▶ **Excerto**:
A Ré, EP – Estradas de Portugal, S.A., a fls. 106 e segs., contestou, invocando a exceção da prescrição do direito da Autora, e defendeu-se por impugnação, alegando, em suma, que o prédio onde a ora Autora pretendia instalar o PAC foi expropriado em 31 de dezembro de 2004, pelo que os indeferimentos dados pela ex-JAE à pretensão de instalação de PAC desde 1994 a 2002, estão perfeitamente justificados; Desde 2002 à data atual a A. somente solicitou uma vez- janeiro de 2009-, licença para instalação do PAC; A decisão de indeferimento deste pedido, foi comunicada à A. em outubro de 2009, e dela a autora não reclamou graciosamente nem impugnou contenciosamente; Pediu a procedência da exceção de prescrição ou, caso assim se não viesse a entender, a improcedência da ação.

1.3.

Realizou-se a audiência prévia, conforme ata de fls. 151-153, tendo a autora respondido à exceção peremptória da prescrição, pugnando pela sua improcedência.

▶ **Enunciado A**:
Responda a estas perguntas sobre o excerto:
(i) Em que data foi expropriado o prédio onde a Autora pretendia instalar o PAC?
(ii) Em que mês e ano foi comunicada à Autora a decisão de indeferimento do pedido de licença?
(iii) Em que folhas se encontra a ata da audiência prévia?

Excertos de dados sobre a indicação de objetos:

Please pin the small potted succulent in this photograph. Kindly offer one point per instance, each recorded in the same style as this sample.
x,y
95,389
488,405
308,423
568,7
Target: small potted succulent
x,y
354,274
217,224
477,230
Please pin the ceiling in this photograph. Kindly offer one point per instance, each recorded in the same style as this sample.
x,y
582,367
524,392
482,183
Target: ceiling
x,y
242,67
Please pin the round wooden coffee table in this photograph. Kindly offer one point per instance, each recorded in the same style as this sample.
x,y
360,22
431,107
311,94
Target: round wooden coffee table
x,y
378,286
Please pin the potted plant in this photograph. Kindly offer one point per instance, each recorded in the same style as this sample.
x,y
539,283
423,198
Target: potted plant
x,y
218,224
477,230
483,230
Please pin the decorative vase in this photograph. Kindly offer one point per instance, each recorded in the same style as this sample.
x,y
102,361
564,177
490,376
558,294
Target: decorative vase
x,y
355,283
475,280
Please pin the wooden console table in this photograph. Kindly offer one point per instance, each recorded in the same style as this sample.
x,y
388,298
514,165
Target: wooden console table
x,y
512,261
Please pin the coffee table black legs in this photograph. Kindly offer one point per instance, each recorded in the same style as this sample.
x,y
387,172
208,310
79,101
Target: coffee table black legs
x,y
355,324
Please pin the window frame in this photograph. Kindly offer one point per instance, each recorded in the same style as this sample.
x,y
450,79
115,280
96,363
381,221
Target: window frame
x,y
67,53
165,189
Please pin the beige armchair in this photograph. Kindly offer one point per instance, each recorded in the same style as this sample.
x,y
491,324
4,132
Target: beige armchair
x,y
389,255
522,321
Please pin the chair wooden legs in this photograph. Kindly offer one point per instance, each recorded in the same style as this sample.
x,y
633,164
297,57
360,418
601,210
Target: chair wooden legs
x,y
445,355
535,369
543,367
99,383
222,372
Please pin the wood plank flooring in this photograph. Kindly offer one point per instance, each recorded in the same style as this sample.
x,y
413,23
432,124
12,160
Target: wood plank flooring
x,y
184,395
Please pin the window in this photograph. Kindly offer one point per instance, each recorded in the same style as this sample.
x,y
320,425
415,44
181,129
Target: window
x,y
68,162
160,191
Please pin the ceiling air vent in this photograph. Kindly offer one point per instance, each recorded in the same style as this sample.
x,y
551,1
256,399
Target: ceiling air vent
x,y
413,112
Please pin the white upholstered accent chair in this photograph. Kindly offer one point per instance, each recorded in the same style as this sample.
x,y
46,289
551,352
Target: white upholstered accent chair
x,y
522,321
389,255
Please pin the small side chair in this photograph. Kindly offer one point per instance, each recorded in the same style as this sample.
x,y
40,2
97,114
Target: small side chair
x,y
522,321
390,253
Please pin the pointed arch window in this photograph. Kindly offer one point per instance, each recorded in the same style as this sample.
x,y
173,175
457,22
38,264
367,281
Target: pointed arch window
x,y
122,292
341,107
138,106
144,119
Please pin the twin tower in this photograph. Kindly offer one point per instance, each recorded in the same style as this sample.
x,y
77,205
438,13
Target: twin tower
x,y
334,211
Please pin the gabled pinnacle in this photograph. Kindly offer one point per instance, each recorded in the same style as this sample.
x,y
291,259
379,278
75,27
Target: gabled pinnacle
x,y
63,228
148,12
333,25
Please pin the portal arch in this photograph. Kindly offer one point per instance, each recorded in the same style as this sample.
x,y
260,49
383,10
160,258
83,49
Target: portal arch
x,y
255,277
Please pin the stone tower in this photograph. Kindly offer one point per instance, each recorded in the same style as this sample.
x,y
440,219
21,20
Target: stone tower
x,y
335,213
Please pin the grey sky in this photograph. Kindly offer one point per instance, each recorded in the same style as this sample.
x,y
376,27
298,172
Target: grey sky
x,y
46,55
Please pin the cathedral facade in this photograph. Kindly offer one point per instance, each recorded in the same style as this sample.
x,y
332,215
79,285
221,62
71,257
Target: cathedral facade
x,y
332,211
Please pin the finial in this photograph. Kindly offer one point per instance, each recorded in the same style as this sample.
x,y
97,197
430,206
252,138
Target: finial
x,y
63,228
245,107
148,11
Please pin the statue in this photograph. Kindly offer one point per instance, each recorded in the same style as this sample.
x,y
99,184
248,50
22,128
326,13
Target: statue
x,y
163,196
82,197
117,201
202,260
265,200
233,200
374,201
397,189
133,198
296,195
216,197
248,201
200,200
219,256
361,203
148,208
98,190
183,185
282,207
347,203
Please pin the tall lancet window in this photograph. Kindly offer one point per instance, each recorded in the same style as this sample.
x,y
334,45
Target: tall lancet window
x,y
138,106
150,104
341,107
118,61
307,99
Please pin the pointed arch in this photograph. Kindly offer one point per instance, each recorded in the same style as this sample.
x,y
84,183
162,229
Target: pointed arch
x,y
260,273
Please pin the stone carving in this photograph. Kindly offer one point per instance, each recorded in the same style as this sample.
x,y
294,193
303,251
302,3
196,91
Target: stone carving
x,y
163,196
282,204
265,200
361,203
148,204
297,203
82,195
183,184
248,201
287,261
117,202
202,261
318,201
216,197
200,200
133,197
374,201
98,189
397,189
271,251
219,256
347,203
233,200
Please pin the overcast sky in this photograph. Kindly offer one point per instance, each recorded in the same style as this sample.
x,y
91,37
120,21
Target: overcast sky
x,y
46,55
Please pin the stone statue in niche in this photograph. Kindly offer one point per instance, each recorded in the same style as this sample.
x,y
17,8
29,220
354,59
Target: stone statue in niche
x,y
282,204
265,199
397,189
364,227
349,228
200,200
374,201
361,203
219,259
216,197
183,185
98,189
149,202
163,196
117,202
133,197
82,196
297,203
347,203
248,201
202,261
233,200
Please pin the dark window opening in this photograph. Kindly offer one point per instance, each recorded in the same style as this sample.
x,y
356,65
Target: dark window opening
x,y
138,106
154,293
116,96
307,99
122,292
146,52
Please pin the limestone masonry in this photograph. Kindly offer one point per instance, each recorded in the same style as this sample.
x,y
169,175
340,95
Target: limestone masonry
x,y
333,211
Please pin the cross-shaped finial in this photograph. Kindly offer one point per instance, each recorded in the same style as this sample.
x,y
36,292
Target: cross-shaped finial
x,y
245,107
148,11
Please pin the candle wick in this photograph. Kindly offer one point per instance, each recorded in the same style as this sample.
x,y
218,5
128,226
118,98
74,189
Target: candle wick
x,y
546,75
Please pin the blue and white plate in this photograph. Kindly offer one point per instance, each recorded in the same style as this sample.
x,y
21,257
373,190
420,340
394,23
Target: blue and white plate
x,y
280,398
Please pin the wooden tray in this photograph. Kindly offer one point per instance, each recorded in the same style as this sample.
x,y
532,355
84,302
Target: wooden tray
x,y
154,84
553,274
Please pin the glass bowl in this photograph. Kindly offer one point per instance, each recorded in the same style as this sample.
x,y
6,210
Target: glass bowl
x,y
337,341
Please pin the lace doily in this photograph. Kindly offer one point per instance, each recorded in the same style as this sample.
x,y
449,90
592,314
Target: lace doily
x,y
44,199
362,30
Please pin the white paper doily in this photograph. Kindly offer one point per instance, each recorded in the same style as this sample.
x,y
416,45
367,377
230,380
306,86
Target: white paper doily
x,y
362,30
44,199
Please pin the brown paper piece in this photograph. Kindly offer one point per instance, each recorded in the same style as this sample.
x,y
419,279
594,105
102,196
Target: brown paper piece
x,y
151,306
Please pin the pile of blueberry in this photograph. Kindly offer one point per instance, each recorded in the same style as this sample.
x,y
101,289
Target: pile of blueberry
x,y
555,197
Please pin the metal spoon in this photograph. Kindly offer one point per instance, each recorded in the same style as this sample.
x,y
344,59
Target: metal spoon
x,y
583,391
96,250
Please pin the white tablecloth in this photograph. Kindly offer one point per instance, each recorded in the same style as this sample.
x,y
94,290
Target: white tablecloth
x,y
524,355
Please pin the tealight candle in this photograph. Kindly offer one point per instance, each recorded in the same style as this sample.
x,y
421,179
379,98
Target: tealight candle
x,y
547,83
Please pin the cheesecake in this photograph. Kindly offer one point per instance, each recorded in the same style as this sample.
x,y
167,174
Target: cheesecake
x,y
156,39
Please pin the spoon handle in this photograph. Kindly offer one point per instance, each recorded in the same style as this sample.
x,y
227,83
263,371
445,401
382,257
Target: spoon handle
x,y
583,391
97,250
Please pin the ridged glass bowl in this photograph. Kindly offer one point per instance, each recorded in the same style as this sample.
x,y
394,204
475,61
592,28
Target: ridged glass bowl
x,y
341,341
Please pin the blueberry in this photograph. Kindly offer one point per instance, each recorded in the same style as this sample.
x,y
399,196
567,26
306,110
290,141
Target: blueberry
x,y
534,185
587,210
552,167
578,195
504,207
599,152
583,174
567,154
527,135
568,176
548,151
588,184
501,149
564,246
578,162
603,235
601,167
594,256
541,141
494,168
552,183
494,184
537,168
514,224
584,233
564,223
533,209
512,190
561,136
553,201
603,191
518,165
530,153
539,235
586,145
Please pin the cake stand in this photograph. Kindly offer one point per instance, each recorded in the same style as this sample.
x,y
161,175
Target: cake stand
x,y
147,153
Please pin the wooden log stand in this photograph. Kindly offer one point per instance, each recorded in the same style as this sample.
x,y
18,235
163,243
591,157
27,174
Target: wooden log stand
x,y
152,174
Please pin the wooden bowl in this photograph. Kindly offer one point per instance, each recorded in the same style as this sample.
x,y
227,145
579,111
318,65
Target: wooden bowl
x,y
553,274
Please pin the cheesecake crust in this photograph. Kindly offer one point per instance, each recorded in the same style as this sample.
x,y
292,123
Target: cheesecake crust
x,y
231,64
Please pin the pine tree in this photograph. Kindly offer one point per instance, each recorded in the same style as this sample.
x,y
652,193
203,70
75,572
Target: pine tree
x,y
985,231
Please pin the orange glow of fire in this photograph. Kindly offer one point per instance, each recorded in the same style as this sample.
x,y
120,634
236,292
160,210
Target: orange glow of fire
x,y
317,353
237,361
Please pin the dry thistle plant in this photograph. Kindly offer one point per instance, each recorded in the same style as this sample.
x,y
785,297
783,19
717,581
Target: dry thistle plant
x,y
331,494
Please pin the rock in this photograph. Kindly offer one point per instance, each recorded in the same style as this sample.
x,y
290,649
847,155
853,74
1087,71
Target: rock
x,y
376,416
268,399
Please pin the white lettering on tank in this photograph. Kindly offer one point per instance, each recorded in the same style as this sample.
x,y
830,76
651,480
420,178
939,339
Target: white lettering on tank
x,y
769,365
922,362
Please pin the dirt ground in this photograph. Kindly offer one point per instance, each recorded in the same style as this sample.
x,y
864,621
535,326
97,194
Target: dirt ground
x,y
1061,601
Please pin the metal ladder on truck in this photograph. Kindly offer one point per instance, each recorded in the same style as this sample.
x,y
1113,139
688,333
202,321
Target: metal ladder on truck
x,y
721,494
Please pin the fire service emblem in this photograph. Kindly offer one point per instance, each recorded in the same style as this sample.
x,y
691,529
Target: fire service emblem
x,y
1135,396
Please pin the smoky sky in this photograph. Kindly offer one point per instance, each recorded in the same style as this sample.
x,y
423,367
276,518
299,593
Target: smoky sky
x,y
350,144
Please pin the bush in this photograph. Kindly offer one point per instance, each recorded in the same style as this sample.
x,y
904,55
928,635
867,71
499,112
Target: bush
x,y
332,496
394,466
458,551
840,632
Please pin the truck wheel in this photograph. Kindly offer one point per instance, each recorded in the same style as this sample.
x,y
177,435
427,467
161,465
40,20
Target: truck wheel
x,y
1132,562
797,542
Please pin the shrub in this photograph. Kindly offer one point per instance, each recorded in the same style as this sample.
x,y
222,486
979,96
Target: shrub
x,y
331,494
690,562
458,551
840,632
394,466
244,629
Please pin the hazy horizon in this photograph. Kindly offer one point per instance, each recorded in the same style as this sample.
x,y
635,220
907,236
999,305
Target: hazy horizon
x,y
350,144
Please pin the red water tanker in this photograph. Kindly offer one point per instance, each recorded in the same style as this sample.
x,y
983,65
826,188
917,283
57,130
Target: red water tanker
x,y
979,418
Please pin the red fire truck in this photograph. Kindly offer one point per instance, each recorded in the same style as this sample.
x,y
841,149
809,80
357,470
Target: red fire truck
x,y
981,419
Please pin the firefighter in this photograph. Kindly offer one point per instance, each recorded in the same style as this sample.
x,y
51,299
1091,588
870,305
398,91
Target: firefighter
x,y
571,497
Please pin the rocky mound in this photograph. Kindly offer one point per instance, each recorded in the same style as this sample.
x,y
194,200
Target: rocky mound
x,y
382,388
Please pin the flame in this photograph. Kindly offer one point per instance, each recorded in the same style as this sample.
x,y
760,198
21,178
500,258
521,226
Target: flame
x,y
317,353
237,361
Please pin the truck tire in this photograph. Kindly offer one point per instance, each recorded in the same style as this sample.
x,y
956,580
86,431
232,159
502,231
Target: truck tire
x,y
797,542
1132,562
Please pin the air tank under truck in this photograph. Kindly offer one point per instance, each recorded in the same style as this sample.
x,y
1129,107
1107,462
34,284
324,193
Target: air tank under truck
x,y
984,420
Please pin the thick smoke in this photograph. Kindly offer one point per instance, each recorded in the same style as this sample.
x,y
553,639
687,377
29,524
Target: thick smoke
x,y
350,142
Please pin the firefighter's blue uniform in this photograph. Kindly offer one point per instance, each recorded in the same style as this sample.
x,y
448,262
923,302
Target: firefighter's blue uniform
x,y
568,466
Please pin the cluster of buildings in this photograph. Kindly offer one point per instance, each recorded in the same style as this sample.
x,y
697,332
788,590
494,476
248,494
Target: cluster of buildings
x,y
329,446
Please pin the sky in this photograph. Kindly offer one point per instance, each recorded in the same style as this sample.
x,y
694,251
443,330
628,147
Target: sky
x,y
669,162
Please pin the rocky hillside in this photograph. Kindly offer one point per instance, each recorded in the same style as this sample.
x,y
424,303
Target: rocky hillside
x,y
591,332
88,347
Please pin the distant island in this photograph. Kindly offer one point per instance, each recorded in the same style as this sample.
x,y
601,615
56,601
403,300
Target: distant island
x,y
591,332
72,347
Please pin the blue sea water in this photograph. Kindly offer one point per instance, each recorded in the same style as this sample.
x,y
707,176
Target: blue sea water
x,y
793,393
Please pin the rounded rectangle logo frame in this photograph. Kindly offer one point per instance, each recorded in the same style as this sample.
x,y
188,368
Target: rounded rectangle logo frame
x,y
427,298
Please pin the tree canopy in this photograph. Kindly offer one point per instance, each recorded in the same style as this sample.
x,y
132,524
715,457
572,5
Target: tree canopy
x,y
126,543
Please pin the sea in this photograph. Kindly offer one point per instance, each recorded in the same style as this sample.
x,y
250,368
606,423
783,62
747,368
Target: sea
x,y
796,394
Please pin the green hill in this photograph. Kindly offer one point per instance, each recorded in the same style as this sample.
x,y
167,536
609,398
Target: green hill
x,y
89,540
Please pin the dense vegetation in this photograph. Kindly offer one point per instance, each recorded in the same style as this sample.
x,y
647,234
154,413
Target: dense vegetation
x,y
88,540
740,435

▶ **Enunciado B**: Selecione e copie todas as linhas das entradas em que aparece a palavra "tall".

▶ **Resolução A**:
(i) Em 31 de dezembro de 2004.
(ii) Em outubro de 2009.
(iii) Nas folhas 151-153.

▶ **Resolução B**:
Please pin the tall lancet window in this photograph. Kindly offer one point per instance, each recorded in the same style as this sample.
Target: tall lancet window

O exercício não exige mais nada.